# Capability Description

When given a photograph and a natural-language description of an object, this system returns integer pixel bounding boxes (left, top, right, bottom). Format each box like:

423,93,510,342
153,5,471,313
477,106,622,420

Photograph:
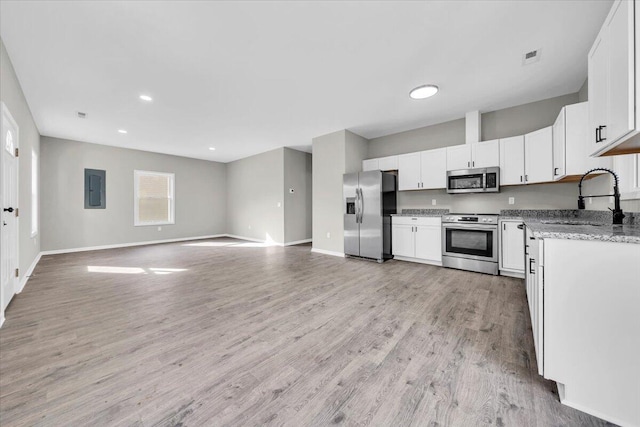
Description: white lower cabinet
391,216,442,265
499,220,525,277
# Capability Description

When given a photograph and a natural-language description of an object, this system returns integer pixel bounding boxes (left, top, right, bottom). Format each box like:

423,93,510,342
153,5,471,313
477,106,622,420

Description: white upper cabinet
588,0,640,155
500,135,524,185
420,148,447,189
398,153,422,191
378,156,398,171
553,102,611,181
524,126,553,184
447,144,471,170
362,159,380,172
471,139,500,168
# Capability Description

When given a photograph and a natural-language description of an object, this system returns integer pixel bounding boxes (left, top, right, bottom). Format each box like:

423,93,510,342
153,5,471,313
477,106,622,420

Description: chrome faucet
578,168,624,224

---+---

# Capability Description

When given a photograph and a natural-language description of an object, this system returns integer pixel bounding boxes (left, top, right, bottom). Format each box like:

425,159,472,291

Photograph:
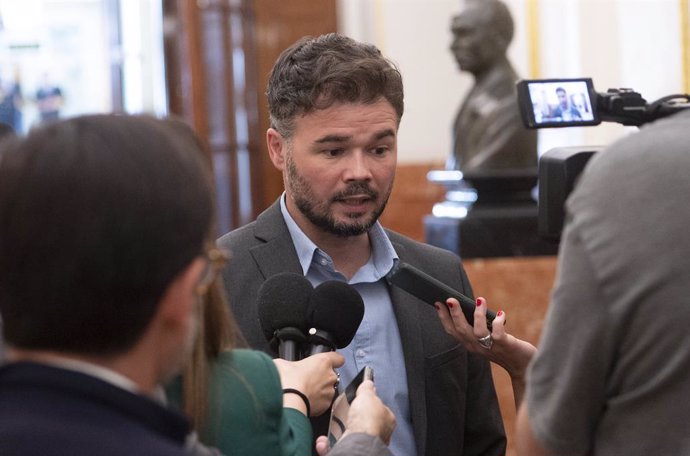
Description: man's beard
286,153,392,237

---+---

### Requirements
Gather every line of the material that contains the word "cabinet", and copy each one.

### Solution to this task
Description: white lower cabinet
Description: white upper cabinet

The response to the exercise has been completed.